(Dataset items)
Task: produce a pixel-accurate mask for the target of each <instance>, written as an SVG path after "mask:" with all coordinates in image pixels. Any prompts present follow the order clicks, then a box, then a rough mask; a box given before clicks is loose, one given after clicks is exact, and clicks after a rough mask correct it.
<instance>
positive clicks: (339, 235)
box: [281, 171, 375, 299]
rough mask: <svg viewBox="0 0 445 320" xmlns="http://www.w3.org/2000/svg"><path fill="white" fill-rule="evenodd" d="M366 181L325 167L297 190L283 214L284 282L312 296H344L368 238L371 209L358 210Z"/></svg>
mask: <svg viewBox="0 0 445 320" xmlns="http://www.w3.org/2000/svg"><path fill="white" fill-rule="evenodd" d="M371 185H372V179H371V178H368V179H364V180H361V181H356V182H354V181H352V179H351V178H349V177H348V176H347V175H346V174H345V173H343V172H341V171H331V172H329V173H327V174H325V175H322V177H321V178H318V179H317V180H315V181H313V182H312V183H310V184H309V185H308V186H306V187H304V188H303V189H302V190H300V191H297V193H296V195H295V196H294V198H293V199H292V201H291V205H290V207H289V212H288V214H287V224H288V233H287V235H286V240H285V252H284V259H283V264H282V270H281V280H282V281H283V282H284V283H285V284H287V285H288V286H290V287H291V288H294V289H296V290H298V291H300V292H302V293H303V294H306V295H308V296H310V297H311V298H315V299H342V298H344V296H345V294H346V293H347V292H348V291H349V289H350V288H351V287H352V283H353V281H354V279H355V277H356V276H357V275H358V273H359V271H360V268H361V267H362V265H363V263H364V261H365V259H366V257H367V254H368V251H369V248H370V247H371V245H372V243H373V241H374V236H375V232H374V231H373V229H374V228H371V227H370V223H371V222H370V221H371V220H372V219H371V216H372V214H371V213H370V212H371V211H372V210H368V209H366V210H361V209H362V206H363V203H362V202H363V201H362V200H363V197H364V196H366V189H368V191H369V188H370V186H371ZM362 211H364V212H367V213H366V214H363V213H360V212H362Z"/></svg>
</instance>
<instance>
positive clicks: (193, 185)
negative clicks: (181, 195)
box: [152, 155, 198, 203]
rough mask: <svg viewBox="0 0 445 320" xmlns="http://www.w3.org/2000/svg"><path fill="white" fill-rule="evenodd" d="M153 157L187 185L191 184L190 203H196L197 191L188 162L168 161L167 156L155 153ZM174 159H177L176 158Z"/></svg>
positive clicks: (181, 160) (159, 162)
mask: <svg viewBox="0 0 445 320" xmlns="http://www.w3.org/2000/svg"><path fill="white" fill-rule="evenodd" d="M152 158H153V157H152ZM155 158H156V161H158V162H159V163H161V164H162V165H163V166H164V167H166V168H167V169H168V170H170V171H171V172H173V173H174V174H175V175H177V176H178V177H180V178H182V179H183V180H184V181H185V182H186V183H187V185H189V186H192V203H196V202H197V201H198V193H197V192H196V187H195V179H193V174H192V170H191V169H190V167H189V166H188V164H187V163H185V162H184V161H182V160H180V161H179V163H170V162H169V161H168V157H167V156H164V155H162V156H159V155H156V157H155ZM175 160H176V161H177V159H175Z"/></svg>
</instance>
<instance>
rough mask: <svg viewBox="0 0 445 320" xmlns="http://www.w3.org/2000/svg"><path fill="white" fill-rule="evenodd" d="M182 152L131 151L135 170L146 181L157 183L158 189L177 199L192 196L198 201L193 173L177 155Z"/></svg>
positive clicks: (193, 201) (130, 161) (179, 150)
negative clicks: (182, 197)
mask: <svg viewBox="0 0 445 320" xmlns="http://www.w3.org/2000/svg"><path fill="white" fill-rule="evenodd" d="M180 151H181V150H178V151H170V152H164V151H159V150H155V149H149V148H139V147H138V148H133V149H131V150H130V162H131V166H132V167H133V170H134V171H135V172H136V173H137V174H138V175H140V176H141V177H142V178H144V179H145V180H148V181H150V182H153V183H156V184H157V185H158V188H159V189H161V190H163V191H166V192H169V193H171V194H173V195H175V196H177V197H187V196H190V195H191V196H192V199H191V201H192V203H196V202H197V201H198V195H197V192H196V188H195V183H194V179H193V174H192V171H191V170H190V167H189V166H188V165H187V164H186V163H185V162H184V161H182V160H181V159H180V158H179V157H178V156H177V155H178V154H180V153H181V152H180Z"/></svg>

Work required: Gather every line from the entries above that contains the string "positive", matching case exactly.

Exercise output:
positive clicks: (339, 235)
positive clicks: (193, 185)
positive clicks: (181, 160) (159, 162)
positive clicks: (193, 201) (130, 161) (179, 150)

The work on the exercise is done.